### Trecho do texto
Leitura litúrgica do Livro da Sabedoria (1)

“A Sabedoria é um espírito amigo dos homens” (Sb 1,6)

Em abril publicamos aqui no blog uma análise sobre a leitura litúrgica do Livro do Profeta Joel, identificando sua presença nas celebrações do Rito Romano. Agora gostaríamos de dar continuidade a esta proposta, analisando o que provavelmente foi o último livro do Antigo Testamento (AT) a ser escrito: o Livro da Sabedoria (Sb), que foi tema do “Mês da Bíblia” promovido pela Igreja no Brasil em 2018.

1. Breve introdução ao Livro da Sabedoria

Este livro pertence ao grupo dos livros “deuterocanônicos” (“da segunda lista”), que por terem sido escritos em grego não foram aceitos na Bíblia hebraica (e posteriormente excluídos pelos cristãos protestantes).

### Descrição da tarefa
Reproduza, sem alterações, a passagem do texto sobre o Livro da Sabedoria que vai de "Este livro pertence" até "pelos cristãos protestantes).".

Entradas da coleção

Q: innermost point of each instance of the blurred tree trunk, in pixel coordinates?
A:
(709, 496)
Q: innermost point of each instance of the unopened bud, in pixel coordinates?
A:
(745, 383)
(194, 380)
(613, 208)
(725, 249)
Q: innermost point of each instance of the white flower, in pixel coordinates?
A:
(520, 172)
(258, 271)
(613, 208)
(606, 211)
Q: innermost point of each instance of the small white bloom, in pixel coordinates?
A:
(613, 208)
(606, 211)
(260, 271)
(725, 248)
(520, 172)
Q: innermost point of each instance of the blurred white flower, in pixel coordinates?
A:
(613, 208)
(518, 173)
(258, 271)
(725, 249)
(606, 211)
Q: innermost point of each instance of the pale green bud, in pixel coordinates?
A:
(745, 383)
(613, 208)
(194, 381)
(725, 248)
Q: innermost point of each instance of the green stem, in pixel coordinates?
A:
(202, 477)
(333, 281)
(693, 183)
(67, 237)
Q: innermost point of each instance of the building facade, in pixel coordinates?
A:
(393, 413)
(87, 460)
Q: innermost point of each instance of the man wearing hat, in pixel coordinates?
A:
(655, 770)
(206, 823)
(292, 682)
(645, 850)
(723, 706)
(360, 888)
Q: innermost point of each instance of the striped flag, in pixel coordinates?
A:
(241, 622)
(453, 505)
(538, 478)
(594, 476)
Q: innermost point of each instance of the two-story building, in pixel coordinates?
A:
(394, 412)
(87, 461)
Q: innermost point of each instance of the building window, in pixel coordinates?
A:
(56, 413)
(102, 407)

### Resposta
Este livro pertence ao grupo dos livros “deuterocanônicos” (“da segunda lista”), que por terem sido escritos em grego não foram aceitos na Bíblia hebraica (e posteriormente excluídos pelos cristãos protestantes).